**Objective 1:** Return every line of the records that contains the word "pants".

On March 3, 2006, we purchased the outstanding common stock of the Information Services Group of BISYS for a total cash consideration of approximately $470.0 million, subject to adjustment. This acquisition will expand our product offerings, further increasing our presence in the financial services marketplace and extending our client base to include the insurance, healthcare and other industries.
 
We used the proceeds from a $350.0 million bank financing, in addition to $120.0 million of available cash, to fund the $470.0 million purchase price. The bank financing is in the form of two agreements: a $320.0 million First Lien Senior Secured Credit Agreement (the “First Agreement”), which provides for a $290 million term loan (the “First Term Facility”) and a $30 million revolving line of credit (the “Line of Credit”), and a $60 million Second Lien Senior Secured Term Loan Agreement (the “Second Term Facility”). The First Term Facility has a term of 5.5 years and bears interest at LIBOR plus 250 basis points and is payable beginning June 30, 2006 in the amount of $725,000 per quarter through March 31, 2011, with balloon payments of $137.8 million due on June 30, 2011 and September 3, 2011. We may prepay the First Term Facility in aggregate principal amounts of $1.0 million or a multiple of $250,000 in excess thereof during the term of the First Agreement. The Line of Credit expires on March 3, 2011 and bears interest at LIBOR plus 250 basis points. Borrowings under the Line of Credit are required to be in an aggregate amount of $1.0 million or a multiple of $250,000 in excess thereof. We have not currently drawn against the Line of Credit. The Second Term Facility has a term of 6 years and bears interest at LIBOR plus 650 basis points. The bank financing contains both financial and non-financial covenants including maintaining a senior leverage ratio, as defined, a total leverage ratio, as defined and a fixed charge ratio, as defined. These financial covenants are designed to measure our ability to repay our outstanding debt as well as fund the related interest payments borrowings under the bank financing are secured by substantially all of our assets. We believe we will be in compliance with the covenants related to our bank financing for the next 12 months. See Note 17 to our consolidated financial statements for further information.
 
In April 2005, our Board of Directors authorized the repurchase of up to $10.0 million of our common stock on or before May 2, 2006. We repurchased 546,134 shares of our common stock for the full $10.0 million that was authorized during 2005.

**Supplied records:**

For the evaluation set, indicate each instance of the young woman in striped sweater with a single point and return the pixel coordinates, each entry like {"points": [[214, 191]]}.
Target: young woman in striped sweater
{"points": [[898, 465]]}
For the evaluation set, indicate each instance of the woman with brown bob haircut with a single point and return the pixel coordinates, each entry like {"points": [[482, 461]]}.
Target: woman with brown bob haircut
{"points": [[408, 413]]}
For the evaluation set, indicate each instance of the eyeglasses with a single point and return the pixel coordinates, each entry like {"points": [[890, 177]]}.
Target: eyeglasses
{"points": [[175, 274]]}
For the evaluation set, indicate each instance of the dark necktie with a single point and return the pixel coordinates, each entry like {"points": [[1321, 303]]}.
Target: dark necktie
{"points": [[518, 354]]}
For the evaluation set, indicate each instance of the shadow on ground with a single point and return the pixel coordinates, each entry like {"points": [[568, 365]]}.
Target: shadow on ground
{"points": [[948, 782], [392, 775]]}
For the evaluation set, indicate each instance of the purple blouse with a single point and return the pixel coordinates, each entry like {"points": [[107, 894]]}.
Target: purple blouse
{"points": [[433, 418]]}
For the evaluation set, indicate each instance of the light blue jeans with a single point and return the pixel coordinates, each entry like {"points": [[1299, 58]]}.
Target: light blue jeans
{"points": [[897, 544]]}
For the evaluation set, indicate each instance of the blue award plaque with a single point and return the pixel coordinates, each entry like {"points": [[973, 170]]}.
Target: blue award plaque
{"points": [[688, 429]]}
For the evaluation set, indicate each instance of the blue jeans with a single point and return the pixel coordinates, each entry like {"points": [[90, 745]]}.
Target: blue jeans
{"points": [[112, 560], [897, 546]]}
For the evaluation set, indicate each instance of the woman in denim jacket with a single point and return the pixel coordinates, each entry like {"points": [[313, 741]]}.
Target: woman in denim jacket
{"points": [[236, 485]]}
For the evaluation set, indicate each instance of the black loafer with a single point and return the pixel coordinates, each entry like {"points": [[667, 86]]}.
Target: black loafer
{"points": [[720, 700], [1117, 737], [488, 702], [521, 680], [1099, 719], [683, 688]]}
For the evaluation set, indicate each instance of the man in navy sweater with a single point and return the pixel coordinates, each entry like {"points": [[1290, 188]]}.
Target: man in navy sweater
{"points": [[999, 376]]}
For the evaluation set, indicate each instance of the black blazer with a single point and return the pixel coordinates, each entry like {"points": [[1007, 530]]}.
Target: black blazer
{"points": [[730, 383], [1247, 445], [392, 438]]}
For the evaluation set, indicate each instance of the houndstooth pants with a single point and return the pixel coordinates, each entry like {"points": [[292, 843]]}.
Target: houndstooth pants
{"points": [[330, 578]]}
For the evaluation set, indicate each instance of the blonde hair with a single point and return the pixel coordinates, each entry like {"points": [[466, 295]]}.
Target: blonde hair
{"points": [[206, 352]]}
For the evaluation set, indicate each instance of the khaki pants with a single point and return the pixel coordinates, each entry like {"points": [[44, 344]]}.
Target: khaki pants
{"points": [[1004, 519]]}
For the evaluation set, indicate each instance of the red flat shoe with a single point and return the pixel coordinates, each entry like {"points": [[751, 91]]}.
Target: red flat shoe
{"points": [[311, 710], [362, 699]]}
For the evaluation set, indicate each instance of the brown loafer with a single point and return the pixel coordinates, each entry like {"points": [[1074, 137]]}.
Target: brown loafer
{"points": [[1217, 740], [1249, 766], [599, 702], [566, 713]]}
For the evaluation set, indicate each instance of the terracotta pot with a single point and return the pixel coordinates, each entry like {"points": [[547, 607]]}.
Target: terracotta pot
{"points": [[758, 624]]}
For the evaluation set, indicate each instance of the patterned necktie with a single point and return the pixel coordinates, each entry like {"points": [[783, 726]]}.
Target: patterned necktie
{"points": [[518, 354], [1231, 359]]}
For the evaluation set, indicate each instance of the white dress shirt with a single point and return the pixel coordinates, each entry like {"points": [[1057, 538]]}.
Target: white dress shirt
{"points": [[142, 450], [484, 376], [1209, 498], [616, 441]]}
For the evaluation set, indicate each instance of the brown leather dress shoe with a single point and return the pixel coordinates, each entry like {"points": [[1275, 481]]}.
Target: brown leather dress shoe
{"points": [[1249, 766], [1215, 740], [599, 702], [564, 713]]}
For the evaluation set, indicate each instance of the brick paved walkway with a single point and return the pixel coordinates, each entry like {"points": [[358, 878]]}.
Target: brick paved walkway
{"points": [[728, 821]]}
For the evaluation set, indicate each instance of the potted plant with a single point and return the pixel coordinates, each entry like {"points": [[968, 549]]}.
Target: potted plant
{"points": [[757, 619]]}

**Objective 2:** In the acquisition financing excerpt, what interest rate does the Second Term Facility bear?

**Solution 1:**
For the evaluation set, indicate each instance of the houndstooth pants with a single point and return the pixel coordinates, each entry like {"points": [[292, 843]]}.
Target: houndstooth pants
For the evaluation set, indicate each instance of the khaki pants with a single point and return the pixel coordinates, each entry like {"points": [[44, 344]]}.
Target: khaki pants

**Solution 2:** LIBOR plus 650 basis points.